Work out how many lines in the following entries contain the string "below", and write only that number.

▶ Entries supplied:
===============

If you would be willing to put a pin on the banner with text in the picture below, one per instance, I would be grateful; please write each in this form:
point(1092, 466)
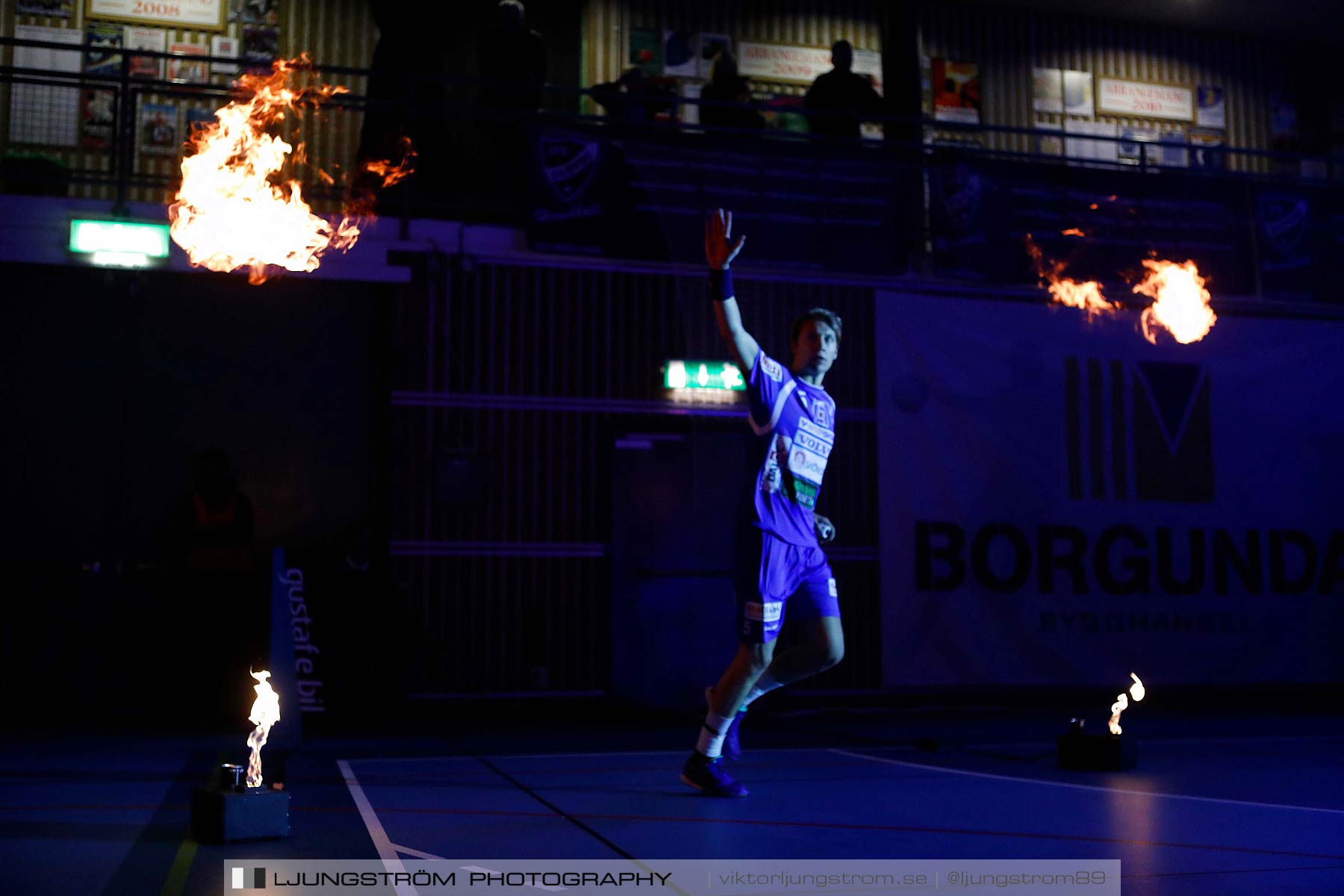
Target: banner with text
point(1065, 503)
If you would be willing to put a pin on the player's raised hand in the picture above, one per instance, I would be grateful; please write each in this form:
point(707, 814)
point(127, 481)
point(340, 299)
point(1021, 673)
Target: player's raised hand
point(719, 246)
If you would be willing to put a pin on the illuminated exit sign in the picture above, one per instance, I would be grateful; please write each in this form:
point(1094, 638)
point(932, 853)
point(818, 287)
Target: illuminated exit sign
point(703, 375)
point(119, 243)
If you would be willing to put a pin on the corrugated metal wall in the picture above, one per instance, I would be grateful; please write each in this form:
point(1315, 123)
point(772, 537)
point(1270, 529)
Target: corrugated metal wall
point(1009, 43)
point(608, 23)
point(337, 33)
point(535, 371)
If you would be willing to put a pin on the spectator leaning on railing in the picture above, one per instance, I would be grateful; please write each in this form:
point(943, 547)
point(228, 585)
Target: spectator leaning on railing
point(839, 100)
point(726, 85)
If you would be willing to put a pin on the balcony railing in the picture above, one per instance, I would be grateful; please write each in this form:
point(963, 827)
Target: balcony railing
point(936, 198)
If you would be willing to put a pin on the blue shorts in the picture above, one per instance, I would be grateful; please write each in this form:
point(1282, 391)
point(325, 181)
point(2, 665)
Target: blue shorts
point(768, 573)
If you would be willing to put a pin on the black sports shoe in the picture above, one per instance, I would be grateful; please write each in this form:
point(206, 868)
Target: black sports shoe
point(709, 777)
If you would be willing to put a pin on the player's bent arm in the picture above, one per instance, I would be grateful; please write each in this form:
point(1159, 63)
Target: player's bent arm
point(730, 328)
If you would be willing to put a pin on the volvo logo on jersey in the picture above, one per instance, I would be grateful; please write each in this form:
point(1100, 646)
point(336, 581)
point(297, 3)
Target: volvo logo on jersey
point(1139, 430)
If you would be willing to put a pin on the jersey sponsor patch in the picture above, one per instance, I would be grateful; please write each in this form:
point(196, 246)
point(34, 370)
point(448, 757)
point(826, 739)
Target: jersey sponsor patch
point(768, 612)
point(806, 465)
point(823, 415)
point(816, 432)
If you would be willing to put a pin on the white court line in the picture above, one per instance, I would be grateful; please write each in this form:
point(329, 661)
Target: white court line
point(417, 853)
point(391, 862)
point(1065, 783)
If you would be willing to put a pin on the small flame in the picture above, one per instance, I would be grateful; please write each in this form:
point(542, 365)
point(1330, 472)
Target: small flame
point(1068, 292)
point(1122, 703)
point(1180, 301)
point(1116, 709)
point(264, 715)
point(235, 208)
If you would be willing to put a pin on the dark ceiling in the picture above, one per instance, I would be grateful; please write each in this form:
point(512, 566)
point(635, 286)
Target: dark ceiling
point(1308, 20)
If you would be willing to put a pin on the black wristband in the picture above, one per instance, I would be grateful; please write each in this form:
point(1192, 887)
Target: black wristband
point(721, 285)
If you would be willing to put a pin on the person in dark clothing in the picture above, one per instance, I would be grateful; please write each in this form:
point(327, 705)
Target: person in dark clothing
point(726, 85)
point(215, 520)
point(633, 97)
point(840, 99)
point(406, 101)
point(512, 60)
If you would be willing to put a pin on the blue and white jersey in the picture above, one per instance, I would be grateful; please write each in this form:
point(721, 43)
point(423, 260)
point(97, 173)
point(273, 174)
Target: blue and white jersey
point(794, 426)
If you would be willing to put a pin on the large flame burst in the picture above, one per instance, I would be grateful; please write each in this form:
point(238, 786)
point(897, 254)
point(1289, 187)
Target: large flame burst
point(235, 208)
point(265, 714)
point(1180, 301)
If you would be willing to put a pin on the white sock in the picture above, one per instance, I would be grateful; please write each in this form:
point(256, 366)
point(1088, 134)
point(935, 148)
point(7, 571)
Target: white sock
point(765, 684)
point(712, 735)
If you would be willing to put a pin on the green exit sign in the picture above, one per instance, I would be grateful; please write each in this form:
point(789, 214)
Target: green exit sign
point(119, 243)
point(707, 375)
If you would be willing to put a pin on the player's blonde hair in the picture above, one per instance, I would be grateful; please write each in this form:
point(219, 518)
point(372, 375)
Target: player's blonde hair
point(820, 314)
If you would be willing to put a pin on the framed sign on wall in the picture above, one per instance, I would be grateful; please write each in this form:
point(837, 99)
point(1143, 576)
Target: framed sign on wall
point(202, 15)
point(1142, 100)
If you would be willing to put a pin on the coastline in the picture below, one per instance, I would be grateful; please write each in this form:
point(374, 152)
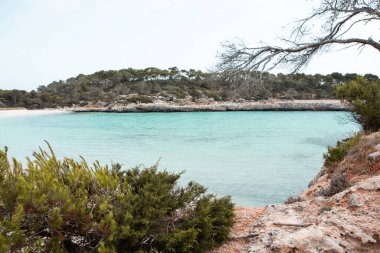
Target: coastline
point(22, 112)
point(213, 106)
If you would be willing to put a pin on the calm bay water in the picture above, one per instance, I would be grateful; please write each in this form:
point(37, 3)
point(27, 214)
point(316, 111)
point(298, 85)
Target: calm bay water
point(256, 157)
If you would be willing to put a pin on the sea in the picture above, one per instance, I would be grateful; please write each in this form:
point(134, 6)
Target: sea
point(257, 158)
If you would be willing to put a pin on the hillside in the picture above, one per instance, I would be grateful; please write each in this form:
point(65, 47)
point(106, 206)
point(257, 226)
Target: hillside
point(128, 86)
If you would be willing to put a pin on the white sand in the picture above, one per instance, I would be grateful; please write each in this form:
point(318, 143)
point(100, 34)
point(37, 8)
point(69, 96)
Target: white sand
point(10, 113)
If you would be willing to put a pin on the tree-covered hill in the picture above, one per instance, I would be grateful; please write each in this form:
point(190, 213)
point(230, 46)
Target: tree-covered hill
point(150, 84)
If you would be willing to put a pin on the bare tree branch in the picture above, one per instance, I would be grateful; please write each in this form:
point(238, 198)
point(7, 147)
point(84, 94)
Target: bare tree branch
point(338, 17)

===============

▶ Expected answer: 2